DEINE AUFGABE — Schreib aus dem Textausschnitt über das Leben auf der Straße die Stelle von „Schlimmer als Kälte“ bis einschließlich „einem Schlafplatz torkeln.“ wortgetreu ab.

TEXTAUSSCHNITT —
::::

Auf der Straße fließen die Tage dahin

Schlimmer als Kälte und Hunger war die Einsamkeit, sagt der 25-Jährige: „Nach einer Weile auf der Straße will plötzlich keiner mehr was mit dir zu tun haben. Der komplette Freundeskreis und die Familie lassen dich fallen wie eine heiße Kartoffel. Es gibt keinen zum Reden. Die einzigen, die noch mit dir sprechen, sind die, denen es noch dreckiger geht.“

So unterschiedlich die Lebenswege von Flo, Malte und Sascha sind, ein paar Gemeinsamkeiten gibt es: Eltern, die sich nicht kümmern, Alkoholmissbrauch als Teenager und später Konsum harter Drogen spätestens dann, nachdem sie auf der Straße gelandet waren. Sascha schildert, wie seine Tage dahinflossen: Nachmittags aufstehen, sich in die Stadt trollen, Drogen besorgen, mit Anderen abhängen, wieder zu einem Schlafplatz torkeln.

Mit dem Einzug ins Don-Bosco-Haus hatten die jungen Männer erst mal wieder ein Dach über dem Kopf. Mit Menschen zu sprechen, den Fachleuten im Haus seine Probleme zu offenbaren oder gar Hilfe anzunehmen, aber brauchte Zeit: „Man wird brutal misstrauisch, wenn man auf der Straße gelebt hat. Da hast du so viel Scheiße hinter dir“, sagt Malte.

::::

VORLIEGENDES MATERIAL —
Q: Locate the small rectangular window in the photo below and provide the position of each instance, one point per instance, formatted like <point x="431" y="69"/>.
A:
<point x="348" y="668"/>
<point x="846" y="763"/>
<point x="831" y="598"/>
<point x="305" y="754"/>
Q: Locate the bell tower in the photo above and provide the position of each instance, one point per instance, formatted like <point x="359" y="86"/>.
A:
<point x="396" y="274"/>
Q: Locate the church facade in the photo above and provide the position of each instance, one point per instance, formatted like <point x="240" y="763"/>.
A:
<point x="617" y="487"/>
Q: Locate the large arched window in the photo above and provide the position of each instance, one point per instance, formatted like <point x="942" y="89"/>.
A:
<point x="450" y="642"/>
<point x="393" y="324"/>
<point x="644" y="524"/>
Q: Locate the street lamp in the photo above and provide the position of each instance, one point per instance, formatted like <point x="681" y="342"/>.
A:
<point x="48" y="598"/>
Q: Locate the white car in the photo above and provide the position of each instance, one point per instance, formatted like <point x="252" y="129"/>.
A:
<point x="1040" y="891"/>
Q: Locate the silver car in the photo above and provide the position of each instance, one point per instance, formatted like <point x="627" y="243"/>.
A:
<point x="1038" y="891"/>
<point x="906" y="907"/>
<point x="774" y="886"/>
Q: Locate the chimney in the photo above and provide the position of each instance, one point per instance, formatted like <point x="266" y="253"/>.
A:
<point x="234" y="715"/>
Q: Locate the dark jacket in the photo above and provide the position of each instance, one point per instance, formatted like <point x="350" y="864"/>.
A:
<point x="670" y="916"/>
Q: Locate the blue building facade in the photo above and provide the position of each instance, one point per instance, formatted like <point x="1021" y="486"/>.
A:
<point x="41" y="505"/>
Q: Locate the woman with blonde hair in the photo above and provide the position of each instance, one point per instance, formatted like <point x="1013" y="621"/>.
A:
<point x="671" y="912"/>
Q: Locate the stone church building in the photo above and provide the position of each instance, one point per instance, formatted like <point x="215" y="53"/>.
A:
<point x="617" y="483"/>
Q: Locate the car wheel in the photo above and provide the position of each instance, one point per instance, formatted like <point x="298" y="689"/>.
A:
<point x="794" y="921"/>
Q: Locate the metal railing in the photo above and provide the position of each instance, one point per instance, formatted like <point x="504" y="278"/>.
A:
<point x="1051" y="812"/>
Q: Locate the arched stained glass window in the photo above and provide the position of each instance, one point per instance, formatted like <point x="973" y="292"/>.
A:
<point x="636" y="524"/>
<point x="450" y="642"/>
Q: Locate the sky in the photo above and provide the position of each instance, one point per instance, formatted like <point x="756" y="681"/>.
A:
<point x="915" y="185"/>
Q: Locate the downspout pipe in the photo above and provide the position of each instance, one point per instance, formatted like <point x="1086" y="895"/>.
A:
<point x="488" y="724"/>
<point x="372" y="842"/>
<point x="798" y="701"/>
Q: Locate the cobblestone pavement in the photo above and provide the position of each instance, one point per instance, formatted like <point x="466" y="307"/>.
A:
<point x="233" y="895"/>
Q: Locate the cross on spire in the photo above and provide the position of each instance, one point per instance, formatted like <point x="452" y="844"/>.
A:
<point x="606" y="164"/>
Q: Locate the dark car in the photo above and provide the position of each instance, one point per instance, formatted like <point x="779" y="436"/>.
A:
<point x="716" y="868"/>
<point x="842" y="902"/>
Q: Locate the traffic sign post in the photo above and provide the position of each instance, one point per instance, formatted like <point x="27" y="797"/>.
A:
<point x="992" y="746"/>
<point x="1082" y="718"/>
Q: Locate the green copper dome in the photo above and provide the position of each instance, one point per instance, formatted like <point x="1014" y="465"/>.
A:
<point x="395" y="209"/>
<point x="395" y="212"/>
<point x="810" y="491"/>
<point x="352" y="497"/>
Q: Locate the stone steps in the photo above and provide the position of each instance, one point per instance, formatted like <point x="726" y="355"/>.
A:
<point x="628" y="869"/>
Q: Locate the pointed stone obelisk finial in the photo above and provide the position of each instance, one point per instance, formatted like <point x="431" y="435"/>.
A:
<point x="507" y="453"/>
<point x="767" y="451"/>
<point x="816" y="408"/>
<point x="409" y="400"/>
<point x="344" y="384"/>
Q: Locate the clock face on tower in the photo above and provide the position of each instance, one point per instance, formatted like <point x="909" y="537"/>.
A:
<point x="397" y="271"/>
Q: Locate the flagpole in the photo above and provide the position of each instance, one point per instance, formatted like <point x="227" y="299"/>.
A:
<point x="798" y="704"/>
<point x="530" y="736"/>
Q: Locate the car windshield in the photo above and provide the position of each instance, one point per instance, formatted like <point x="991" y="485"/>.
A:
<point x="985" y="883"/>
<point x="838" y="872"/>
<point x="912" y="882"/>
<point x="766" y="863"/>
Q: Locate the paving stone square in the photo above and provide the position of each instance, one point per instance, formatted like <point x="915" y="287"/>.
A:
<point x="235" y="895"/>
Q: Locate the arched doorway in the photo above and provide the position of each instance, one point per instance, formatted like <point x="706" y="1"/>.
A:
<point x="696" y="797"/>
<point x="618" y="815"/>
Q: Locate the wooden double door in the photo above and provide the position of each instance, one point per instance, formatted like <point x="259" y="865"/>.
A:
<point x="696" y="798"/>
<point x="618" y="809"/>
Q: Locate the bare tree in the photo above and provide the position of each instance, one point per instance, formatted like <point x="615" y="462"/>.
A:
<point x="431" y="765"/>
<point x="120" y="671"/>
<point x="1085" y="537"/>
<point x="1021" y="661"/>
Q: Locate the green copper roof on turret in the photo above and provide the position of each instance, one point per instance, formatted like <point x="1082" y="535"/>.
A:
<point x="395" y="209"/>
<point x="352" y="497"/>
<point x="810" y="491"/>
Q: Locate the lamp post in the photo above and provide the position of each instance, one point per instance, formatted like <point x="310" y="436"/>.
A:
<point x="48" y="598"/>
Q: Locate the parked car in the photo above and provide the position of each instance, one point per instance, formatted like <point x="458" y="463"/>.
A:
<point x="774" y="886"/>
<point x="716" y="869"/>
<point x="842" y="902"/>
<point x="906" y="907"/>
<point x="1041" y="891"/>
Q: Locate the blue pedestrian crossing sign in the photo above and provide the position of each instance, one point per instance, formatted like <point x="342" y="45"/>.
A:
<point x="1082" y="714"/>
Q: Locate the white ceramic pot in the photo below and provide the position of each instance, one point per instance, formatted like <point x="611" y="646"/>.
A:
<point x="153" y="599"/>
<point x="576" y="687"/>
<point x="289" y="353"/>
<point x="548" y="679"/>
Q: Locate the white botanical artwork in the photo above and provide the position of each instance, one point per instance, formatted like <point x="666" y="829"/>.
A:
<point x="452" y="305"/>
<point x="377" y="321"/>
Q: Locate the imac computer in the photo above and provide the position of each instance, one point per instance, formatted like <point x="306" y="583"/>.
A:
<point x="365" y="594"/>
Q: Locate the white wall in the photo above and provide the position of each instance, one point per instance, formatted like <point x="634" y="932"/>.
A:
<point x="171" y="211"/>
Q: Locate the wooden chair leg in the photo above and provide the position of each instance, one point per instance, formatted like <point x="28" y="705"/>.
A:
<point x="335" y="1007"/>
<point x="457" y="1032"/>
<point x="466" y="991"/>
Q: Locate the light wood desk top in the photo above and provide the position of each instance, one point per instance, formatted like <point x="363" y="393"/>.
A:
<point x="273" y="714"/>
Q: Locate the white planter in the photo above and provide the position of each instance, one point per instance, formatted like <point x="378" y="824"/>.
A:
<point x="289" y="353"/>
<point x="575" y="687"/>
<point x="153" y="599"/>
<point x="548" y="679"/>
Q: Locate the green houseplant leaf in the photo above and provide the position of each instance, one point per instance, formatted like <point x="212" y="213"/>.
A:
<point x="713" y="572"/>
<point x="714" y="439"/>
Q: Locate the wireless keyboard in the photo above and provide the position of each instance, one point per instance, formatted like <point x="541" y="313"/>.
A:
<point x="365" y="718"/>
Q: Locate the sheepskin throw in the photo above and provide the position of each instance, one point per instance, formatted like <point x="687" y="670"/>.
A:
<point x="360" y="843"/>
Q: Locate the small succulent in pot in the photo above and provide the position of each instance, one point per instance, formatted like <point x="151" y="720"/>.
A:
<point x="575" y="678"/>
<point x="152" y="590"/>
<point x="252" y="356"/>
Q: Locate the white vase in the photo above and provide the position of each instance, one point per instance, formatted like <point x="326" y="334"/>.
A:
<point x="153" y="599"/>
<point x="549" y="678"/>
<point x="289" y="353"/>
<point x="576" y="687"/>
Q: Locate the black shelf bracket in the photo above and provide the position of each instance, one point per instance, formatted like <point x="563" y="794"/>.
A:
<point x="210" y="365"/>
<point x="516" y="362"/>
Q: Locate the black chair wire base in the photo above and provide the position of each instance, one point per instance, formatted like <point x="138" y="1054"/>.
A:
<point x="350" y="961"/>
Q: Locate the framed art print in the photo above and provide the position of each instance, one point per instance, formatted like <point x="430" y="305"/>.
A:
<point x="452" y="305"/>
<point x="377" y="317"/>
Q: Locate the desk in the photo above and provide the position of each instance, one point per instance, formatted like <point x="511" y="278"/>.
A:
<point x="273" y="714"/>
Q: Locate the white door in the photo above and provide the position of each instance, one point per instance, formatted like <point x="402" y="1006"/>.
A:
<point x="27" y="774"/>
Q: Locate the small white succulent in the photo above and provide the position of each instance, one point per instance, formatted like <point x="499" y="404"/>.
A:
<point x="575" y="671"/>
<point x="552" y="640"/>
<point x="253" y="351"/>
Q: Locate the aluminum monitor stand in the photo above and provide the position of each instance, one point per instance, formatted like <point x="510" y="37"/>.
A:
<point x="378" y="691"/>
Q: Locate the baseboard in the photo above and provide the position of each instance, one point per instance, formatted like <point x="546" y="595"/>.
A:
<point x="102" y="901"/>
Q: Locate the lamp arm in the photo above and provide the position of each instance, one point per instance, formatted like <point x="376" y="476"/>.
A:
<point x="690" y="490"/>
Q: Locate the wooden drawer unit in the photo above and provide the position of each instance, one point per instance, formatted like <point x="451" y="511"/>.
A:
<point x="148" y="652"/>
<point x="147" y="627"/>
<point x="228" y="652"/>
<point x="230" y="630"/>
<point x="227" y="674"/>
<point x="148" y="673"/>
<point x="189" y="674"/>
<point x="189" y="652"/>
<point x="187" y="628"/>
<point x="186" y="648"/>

::::

DEINE ANTWORT —
Schlimmer als Kälte und Hunger war die Einsamkeit, sagt der 25-Jährige: „Nach einer Weile auf der Straße will plötzlich keiner mehr was mit dir zu tun haben. Der komplette Freundeskreis und die Familie lassen dich fallen wie eine heiße Kartoffel. Es gibt keinen zum Reden. Die einzigen, die noch mit dir sprechen, sind die, denen es noch dreckiger geht.“

So unterschiedlich die Lebenswege von Flo, Malte und Sascha sind, ein paar Gemeinsamkeiten gibt es: Eltern, die sich nicht kümmern, Alkoholmissbrauch als Teenager und später Konsum harter Drogen spätestens dann, nachdem sie auf der Straße gelandet waren. Sascha schildert, wie seine Tage dahinflossen: Nachmittags aufstehen, sich in die Stadt trollen, Drogen besorgen, mit Anderen abhängen, wieder zu einem Schlafplatz torkeln.